**Text passage**
"""

LONDON (AlertNet) - Children in Somalia are being systematically recruited to fight on frontlines, killed in indiscriminate attacks and denied an education, Amnesty International said on Wednesday.
Other abuses include being flogged, and being forced to attend public stonings and amputations by Islamist groups, including al Qaeda-affiliated al Shabaab, the rights watchdog said in a report.
"As a child in Somalia, you risk death all the time: you can be killed, recruited and sent to the frontline, punished by al Shabaab because you are caught listening to music or 'wearing the wrong clothes', be forced to fend for yourself because you have lost your parents or even die because you don't have access to adequate medical care," Michelle Kagari, Amnesty's deputy director for Africa, said in a statement.
"This is a never-ending conflict where children are experiencing unimaginable horrors on a daily basis," she added. "They risk becoming a lost generation if the world continues to ignore the war crimes affecting so many of them."
Amnesty blamed both government forces and Islamist groups for recruiting child soldiers, a practice that has increased since fighting escalated in 2006.
Fear of recruitment was increasingly being cited by Somali refugees as a reason for fleeing the country, according to the report which is based on interviews with refugees in Kenya and Djibouti in 2009 and in Kenya in 2010 – before drought in Somalia reached emergency levels.
It said al Shabaab were sending children to recruit other children to its ranks, as well as luring them with promises of phones and money. The group were also using threats, raids on schools and abductions to bolster their numbers.
Children were also being trained to handle firearms, grenades and improvised explosive devices, Amnesty said.
In addition to being targeted for recruitment as fighters, many Somali children have seen parents and friends deliberately killed or tortured.
They have also been flogged by al Shabaab for not praying on time or, in the case of some girls, for not wearing the hijab headscarf or the abaya gown.
Somalia is one of the world’s toughest places to be a child. The mortality rate for children under five was estimated at 200 per 1,000 children in 2011, Amnesty said. Only 23 percent of children of primary school age attend primary school. And 98 percent of girls, primarily between the ages of four and 11, are thought to undergo female genital mutilation.

"""

Extract the full report on child abuses in Somalia and reproduce it word for word.

**Supplied information**
"""

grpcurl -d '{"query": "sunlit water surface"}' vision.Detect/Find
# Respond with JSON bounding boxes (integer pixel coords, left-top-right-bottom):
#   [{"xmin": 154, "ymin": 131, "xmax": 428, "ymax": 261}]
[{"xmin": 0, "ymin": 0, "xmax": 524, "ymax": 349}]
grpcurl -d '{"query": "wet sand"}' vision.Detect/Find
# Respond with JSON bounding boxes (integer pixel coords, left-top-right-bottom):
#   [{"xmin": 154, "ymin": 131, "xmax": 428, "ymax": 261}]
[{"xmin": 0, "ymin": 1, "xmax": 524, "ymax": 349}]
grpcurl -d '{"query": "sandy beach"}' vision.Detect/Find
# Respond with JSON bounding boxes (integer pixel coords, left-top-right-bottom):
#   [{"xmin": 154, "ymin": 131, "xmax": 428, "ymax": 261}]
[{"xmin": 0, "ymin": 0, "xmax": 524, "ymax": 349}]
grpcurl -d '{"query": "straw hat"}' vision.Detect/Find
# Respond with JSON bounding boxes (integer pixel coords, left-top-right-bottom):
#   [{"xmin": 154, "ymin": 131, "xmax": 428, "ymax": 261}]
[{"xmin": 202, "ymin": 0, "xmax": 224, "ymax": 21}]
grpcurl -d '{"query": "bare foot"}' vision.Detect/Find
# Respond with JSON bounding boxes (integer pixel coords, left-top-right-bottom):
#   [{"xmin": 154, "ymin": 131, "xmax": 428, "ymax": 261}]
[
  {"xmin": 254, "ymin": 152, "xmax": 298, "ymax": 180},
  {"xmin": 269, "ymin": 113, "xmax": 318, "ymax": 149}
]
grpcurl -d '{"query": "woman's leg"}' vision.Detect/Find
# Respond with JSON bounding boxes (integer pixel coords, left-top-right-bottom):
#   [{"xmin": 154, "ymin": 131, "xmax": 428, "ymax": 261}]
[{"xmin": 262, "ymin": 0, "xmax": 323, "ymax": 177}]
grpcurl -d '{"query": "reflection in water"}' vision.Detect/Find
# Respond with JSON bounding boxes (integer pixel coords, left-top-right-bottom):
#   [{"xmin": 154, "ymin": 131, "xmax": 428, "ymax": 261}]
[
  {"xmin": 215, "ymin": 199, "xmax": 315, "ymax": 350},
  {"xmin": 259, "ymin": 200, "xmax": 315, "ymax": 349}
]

"""

**Response to this exercise**
LONDON (AlertNet) - Children in Somalia are being systematically recruited to fight on frontlines, killed in indiscriminate attacks and denied an education, Amnesty International said on Wednesday.
Other abuses include being flogged, and being forced to attend public stonings and amputations by Islamist groups, including al Qaeda-affiliated al Shabaab, the rights watchdog said in a report.
"As a child in Somalia, you risk death all the time: you can be killed, recruited and sent to the frontline, punished by al Shabaab because you are caught listening to music or 'wearing the wrong clothes', be forced to fend for yourself because you have lost your parents or even die because you don't have access to adequate medical care," Michelle Kagari, Amnesty's deputy director for Africa, said in a statement.
"This is a never-ending conflict where children are experiencing unimaginable horrors on a daily basis," she added. "They risk becoming a lost generation if the world continues to ignore the war crimes affecting so many of them."
Amnesty blamed both government forces and Islamist groups for recruiting child soldiers, a practice that has increased since fighting escalated in 2006.
Fear of recruitment was increasingly being cited by Somali refugees as a reason for fleeing the country, according to the report which is based on interviews with refugees in Kenya and Djibouti in 2009 and in Kenya in 2010 – before drought in Somalia reached emergency levels.
It said al Shabaab were sending children to recruit other children to its ranks, as well as luring them with promises of phones and money. The group were also using threats, raids on schools and abductions to bolster their numbers.
Children were also being trained to handle firearms, grenades and improvised explosive devices, Amnesty said.
In addition to being targeted for recruitment as fighters, many Somali children have seen parents and friends deliberately killed or tortured.
They have also been flogged by al Shabaab for not praying on time or, in the case of some girls, for not wearing the hijab headscarf or the abaya gown.
Somalia is one of the world’s toughest places to be a child. The mortality rate for children under five was estimated at 200 per 1,000 children in 2011, Amnesty said. Only 23 percent of children of primary school age attend primary school. And 98 percent of girls, primarily between the ages of four and 11, are thought to undergo female genital mutilation.